:: The records

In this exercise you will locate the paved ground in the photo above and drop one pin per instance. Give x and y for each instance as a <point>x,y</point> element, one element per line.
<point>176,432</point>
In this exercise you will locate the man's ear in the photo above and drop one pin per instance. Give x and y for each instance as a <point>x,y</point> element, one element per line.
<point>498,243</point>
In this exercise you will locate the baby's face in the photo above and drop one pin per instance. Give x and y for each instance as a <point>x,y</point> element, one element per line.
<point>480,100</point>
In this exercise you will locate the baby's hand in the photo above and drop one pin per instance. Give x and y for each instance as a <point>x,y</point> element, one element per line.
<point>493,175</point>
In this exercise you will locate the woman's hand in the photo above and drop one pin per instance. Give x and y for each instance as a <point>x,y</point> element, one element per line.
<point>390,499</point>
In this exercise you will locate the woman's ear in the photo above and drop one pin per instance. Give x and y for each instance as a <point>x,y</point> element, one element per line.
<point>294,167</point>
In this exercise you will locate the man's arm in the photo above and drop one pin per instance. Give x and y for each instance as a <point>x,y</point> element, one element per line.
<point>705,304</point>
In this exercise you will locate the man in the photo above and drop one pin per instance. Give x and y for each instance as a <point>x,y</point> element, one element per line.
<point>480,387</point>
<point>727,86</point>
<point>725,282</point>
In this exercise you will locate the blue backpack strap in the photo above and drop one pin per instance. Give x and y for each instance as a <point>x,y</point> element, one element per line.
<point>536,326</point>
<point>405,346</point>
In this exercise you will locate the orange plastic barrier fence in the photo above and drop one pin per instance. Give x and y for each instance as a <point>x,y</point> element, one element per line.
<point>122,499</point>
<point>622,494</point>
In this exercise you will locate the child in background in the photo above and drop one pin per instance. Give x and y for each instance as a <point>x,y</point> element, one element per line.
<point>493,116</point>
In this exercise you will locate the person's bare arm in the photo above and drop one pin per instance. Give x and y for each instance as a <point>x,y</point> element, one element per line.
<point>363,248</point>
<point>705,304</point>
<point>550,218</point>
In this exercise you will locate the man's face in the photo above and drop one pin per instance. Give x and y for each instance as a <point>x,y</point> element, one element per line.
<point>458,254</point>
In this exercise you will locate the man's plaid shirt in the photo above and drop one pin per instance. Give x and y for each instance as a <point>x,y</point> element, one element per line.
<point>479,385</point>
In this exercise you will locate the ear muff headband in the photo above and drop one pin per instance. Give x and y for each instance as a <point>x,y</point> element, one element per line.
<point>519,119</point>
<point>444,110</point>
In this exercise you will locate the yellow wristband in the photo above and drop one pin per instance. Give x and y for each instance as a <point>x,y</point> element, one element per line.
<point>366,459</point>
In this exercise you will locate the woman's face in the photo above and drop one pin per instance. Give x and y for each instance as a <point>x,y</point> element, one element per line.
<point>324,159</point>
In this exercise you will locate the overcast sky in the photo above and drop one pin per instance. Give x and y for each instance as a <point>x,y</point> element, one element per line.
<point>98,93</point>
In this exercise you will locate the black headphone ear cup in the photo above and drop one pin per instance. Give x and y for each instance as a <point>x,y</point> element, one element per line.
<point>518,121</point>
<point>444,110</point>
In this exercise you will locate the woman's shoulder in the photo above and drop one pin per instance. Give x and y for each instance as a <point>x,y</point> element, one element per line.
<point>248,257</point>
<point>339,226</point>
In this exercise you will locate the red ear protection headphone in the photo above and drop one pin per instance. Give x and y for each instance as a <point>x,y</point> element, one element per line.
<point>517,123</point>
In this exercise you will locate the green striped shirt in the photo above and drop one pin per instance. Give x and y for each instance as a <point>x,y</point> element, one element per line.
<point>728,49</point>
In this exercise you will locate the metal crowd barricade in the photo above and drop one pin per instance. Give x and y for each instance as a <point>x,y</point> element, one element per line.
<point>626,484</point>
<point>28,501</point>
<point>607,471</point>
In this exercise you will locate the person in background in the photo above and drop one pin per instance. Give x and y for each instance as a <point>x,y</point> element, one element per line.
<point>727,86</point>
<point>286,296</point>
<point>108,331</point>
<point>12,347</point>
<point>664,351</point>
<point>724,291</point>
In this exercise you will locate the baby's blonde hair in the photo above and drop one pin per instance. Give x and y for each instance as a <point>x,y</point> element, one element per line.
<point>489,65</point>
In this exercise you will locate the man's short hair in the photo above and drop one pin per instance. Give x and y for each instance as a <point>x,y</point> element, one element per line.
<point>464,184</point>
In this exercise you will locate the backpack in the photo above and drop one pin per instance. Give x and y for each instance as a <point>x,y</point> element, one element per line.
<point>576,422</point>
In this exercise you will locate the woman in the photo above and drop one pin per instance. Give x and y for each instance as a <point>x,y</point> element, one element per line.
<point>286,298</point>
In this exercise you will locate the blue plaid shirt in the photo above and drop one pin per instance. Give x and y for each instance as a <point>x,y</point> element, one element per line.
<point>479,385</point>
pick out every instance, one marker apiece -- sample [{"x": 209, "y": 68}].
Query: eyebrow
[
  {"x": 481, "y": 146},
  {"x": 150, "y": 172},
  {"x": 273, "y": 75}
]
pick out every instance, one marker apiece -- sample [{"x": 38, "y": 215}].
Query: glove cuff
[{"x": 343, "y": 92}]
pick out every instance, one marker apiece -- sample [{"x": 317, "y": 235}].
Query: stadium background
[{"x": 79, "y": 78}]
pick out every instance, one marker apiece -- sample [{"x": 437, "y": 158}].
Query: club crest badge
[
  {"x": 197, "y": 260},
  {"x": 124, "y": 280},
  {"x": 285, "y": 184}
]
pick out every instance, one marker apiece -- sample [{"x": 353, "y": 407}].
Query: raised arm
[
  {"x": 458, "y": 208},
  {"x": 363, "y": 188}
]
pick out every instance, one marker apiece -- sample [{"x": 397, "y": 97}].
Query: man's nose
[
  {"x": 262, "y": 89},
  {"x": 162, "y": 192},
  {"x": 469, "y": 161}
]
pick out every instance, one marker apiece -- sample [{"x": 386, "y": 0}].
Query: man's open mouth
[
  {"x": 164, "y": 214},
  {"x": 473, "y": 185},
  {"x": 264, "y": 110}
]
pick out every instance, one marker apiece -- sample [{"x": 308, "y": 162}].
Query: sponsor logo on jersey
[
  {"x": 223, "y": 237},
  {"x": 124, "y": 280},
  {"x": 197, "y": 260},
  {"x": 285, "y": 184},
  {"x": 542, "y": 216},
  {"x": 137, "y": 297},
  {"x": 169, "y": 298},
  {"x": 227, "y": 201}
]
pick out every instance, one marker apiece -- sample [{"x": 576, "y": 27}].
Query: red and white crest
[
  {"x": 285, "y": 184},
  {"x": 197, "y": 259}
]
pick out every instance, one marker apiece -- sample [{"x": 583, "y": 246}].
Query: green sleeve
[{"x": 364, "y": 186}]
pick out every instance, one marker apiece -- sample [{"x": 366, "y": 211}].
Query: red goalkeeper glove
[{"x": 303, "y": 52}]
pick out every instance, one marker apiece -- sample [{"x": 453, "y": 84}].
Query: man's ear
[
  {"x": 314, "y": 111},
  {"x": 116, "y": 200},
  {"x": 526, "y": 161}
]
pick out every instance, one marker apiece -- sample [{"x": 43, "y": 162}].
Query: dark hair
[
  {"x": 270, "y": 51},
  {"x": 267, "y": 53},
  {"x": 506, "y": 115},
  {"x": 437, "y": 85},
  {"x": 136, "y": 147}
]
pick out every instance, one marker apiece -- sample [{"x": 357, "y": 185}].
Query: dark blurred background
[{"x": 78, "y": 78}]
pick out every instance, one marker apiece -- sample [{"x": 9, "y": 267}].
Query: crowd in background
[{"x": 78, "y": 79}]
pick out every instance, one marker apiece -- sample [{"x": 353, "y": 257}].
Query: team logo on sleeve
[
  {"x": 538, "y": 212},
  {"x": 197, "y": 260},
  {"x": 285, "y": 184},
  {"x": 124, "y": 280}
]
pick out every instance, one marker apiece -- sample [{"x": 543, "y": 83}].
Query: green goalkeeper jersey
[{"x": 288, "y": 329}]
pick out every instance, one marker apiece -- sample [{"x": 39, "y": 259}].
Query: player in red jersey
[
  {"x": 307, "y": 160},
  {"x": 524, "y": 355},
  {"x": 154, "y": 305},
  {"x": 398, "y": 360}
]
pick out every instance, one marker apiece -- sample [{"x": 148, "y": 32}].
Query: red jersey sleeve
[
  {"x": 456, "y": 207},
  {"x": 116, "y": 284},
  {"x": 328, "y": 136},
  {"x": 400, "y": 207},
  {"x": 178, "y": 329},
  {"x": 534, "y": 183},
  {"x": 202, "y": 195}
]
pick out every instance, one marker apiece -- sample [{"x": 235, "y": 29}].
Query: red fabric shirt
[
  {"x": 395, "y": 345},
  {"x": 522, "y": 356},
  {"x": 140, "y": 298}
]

::::

Print exactly the lines between the line with "Query: crowd in background" and the final line of the records above, both included.

Exercise output »
Query: crowd in background
[{"x": 78, "y": 79}]
pick out every instance, one marker apiece -- sample [{"x": 353, "y": 257}].
Query: team logo on sleeve
[
  {"x": 538, "y": 212},
  {"x": 197, "y": 260},
  {"x": 285, "y": 184},
  {"x": 124, "y": 280}
]
pick out every instance, one marker apiece -- sample [{"x": 543, "y": 83}].
Query: green goalkeeper jersey
[{"x": 288, "y": 329}]
pick out every instance, one marker apiece -- sample [{"x": 39, "y": 259}].
Query: player in red jersey
[
  {"x": 307, "y": 160},
  {"x": 524, "y": 355},
  {"x": 154, "y": 305},
  {"x": 398, "y": 360}
]
pick out every instance, one marker apiece -- sample [{"x": 148, "y": 32}].
Query: red jersey sleeve
[
  {"x": 456, "y": 207},
  {"x": 116, "y": 284},
  {"x": 328, "y": 136},
  {"x": 400, "y": 207},
  {"x": 178, "y": 329},
  {"x": 534, "y": 183},
  {"x": 202, "y": 195}
]
pick out every instance, one marker apiece -- sample [{"x": 235, "y": 29}].
Query: red fabric shirt
[
  {"x": 395, "y": 345},
  {"x": 522, "y": 356},
  {"x": 140, "y": 298}
]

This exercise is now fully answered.